| TASK DETAILS |
Report every line of the material below that contains the word "triangular", copying each such line in full.

--- Begin ---

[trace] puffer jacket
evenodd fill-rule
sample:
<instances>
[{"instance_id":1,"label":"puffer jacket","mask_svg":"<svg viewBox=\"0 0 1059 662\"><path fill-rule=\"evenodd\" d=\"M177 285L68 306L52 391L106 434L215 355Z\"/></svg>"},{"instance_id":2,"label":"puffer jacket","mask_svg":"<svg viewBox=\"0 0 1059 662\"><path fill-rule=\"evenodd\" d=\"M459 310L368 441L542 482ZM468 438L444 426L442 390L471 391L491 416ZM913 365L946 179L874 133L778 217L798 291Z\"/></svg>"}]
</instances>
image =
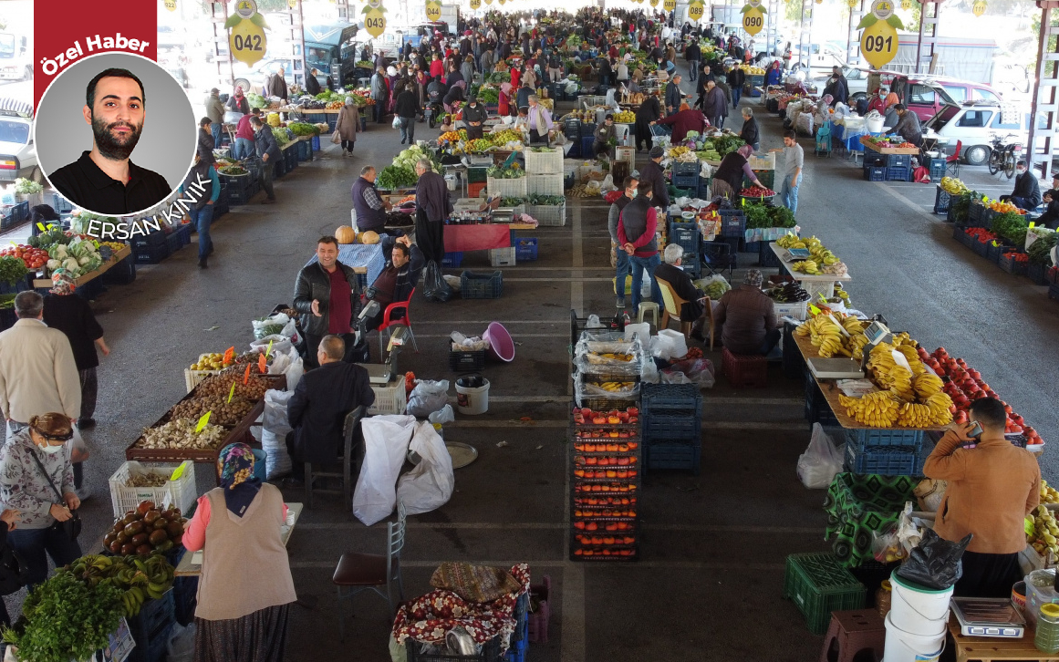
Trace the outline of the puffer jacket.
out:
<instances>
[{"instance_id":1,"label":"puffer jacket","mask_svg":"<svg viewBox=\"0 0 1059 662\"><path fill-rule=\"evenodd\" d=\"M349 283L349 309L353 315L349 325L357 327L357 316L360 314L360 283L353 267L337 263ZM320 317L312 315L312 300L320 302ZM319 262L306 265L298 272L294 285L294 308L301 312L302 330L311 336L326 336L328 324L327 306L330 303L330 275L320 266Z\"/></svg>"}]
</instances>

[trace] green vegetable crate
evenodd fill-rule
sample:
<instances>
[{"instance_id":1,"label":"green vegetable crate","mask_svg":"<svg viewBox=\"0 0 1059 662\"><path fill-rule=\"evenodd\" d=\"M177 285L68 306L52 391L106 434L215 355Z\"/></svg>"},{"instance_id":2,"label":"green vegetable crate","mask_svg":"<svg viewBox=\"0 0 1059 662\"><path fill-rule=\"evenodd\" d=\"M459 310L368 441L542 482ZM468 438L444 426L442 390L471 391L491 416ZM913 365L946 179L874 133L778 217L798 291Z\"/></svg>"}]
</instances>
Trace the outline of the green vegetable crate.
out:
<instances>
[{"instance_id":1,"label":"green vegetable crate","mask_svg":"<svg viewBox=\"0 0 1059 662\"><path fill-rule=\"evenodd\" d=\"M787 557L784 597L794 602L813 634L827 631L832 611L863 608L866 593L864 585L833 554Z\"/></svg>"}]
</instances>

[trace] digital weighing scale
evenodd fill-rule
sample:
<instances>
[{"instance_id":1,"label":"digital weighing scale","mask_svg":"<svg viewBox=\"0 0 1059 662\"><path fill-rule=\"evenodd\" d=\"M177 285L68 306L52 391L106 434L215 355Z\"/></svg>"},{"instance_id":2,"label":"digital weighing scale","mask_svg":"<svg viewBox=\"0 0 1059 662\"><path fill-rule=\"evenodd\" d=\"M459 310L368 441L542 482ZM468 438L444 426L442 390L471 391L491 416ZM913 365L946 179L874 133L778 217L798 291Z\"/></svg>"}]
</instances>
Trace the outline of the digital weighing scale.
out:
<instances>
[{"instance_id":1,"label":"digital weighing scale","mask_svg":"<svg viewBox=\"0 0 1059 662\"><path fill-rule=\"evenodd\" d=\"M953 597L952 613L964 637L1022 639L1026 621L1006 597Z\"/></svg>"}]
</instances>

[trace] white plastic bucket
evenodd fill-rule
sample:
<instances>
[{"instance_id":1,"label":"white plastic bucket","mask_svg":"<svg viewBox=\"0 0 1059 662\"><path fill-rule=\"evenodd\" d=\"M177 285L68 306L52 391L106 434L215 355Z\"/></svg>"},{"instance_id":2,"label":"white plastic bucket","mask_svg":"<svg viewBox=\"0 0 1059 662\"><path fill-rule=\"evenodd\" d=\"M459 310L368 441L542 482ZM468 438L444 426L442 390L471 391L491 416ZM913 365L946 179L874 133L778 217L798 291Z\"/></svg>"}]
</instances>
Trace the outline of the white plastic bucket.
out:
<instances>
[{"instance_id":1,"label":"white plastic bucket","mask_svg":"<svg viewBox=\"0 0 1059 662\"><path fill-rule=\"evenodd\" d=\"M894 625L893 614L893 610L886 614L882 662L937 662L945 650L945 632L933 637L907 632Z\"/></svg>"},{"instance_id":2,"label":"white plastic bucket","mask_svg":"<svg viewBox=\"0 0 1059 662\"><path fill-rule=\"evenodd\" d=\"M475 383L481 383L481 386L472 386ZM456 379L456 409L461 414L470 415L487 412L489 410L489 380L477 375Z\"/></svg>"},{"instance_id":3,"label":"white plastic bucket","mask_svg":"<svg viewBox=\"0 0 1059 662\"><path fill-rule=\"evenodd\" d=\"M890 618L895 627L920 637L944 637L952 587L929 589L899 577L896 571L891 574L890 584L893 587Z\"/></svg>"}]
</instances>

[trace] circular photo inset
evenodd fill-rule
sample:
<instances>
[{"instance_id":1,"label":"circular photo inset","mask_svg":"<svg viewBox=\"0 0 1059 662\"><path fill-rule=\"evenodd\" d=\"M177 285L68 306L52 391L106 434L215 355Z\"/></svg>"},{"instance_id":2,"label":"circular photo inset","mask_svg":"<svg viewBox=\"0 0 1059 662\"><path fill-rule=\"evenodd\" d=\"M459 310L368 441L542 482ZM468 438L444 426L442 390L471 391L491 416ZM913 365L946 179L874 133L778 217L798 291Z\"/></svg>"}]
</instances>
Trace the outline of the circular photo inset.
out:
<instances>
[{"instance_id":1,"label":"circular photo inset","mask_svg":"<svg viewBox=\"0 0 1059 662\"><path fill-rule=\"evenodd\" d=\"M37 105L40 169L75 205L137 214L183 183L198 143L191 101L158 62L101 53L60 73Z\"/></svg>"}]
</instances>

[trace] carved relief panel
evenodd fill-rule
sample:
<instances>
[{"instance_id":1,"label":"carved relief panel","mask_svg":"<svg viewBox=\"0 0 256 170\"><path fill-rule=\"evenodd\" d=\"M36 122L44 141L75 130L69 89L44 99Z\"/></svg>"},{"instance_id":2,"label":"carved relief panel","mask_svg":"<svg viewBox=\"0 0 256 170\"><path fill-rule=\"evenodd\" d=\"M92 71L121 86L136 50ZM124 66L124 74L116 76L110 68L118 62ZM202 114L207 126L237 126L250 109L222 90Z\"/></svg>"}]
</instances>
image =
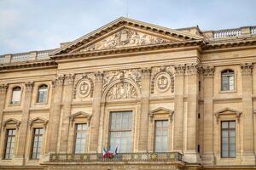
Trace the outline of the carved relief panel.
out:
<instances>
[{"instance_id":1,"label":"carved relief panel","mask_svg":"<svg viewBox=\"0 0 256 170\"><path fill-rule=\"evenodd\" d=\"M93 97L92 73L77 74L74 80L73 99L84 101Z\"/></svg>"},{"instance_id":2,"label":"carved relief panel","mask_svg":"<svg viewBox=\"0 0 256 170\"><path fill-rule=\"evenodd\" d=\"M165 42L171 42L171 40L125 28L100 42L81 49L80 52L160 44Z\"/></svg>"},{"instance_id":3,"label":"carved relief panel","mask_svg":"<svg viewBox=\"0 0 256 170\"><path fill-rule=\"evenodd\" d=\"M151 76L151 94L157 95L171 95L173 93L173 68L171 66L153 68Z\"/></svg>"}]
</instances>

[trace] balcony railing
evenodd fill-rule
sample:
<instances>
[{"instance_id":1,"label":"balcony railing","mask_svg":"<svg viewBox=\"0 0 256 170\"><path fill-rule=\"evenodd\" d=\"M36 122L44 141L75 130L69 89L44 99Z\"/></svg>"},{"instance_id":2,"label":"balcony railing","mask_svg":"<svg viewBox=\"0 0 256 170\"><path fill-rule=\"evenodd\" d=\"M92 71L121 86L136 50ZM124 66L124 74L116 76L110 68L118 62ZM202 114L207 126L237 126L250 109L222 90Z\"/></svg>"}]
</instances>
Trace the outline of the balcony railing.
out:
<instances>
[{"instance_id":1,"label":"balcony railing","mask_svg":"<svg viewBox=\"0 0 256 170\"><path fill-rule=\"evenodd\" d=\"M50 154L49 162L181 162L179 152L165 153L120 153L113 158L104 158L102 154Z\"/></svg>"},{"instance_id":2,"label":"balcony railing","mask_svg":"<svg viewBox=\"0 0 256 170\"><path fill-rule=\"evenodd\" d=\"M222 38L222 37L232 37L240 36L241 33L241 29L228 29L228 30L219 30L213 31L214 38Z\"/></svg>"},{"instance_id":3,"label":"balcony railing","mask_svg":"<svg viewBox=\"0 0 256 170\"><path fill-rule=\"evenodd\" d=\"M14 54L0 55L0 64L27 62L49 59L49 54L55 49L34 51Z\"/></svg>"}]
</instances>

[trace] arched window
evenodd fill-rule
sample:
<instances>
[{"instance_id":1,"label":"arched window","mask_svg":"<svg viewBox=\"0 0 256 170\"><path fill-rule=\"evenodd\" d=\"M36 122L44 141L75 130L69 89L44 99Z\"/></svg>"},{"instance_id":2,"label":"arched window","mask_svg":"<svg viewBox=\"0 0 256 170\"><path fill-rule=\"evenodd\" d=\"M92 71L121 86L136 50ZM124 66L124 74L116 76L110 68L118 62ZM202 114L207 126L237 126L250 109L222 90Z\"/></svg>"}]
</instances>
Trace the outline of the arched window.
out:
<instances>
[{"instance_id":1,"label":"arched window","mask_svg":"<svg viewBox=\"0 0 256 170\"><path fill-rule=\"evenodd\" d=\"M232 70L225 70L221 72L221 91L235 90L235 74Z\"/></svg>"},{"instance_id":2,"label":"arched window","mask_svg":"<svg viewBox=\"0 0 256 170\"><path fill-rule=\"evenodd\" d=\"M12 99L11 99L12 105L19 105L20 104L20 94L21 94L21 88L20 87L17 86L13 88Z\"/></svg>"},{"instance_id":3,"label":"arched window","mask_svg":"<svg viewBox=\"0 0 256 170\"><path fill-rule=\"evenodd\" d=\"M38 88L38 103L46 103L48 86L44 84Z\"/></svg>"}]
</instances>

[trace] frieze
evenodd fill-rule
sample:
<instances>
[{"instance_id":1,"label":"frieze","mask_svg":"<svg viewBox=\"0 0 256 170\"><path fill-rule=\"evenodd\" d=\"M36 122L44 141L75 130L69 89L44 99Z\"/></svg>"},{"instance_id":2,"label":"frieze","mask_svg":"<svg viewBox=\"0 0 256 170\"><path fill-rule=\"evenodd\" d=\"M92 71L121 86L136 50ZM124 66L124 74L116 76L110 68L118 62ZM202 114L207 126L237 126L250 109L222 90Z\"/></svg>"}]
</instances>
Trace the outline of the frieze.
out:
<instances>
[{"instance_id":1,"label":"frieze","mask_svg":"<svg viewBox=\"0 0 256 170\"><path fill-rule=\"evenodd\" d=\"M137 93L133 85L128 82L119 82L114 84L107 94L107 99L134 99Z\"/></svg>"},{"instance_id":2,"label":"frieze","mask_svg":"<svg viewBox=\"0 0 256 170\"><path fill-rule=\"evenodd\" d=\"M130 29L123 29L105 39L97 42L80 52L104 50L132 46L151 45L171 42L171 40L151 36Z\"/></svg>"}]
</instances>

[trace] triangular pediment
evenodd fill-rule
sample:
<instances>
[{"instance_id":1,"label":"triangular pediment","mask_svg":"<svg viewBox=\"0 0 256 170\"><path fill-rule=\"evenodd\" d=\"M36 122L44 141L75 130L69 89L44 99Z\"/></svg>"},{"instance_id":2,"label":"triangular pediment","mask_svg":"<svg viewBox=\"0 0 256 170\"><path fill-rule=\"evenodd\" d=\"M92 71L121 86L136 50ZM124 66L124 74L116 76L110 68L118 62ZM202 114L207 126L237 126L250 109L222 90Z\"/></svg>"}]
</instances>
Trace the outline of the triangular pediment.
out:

--- End ---

| TASK RESPONSE |
[trace] triangular pediment
[{"instance_id":1,"label":"triangular pediment","mask_svg":"<svg viewBox=\"0 0 256 170\"><path fill-rule=\"evenodd\" d=\"M36 122L44 141L75 130L69 89L44 99Z\"/></svg>"},{"instance_id":2,"label":"triangular pediment","mask_svg":"<svg viewBox=\"0 0 256 170\"><path fill-rule=\"evenodd\" d=\"M92 71L121 86L136 50ZM124 66L124 74L116 76L110 68L118 62ZM202 114L207 126L237 126L250 109L222 90Z\"/></svg>"}]
Trace the outline of the triangular pediment.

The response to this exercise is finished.